- _WHAT TO DO_: Locate each row below that contains the word "security", matching case exactly, and copy those rows.

- _DATA FOR THE TASK_:
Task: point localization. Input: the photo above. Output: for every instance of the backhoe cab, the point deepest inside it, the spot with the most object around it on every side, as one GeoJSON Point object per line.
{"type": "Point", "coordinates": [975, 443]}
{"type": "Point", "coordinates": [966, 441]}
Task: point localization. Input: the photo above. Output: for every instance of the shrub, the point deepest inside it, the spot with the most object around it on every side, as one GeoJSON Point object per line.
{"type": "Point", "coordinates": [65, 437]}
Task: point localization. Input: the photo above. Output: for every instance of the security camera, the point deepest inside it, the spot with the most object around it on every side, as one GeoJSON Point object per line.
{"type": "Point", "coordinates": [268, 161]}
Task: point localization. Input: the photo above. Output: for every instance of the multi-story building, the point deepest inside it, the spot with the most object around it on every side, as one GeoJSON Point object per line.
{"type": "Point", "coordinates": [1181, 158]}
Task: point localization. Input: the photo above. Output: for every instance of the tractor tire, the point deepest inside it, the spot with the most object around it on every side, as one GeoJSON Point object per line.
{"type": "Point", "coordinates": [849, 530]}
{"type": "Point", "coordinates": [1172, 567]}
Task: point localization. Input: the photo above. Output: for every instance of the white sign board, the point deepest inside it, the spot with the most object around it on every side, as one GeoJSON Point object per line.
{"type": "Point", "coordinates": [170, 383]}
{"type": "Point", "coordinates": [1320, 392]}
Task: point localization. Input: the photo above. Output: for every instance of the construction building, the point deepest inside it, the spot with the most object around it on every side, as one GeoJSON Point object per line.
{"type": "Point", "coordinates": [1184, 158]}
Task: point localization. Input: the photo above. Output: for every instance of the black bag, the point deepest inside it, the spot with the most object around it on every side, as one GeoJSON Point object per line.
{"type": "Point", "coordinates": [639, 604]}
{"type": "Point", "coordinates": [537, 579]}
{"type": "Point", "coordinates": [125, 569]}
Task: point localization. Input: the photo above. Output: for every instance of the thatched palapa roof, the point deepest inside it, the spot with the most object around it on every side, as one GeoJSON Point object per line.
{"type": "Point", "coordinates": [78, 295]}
==
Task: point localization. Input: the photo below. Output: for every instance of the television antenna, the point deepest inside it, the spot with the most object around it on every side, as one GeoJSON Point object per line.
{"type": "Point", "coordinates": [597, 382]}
* * *
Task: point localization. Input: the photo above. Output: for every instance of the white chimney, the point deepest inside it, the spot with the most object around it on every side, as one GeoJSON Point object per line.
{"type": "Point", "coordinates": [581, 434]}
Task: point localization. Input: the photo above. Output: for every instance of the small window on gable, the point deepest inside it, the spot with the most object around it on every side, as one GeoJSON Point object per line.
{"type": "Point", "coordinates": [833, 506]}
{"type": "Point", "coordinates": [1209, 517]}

- _THE ANSWER_:
Task: point localization. Input: the photo above. Output: for every instance of the security camera, the point deepest inside it, the spot with the most object around it on every side, as one GeoJSON Point object per line.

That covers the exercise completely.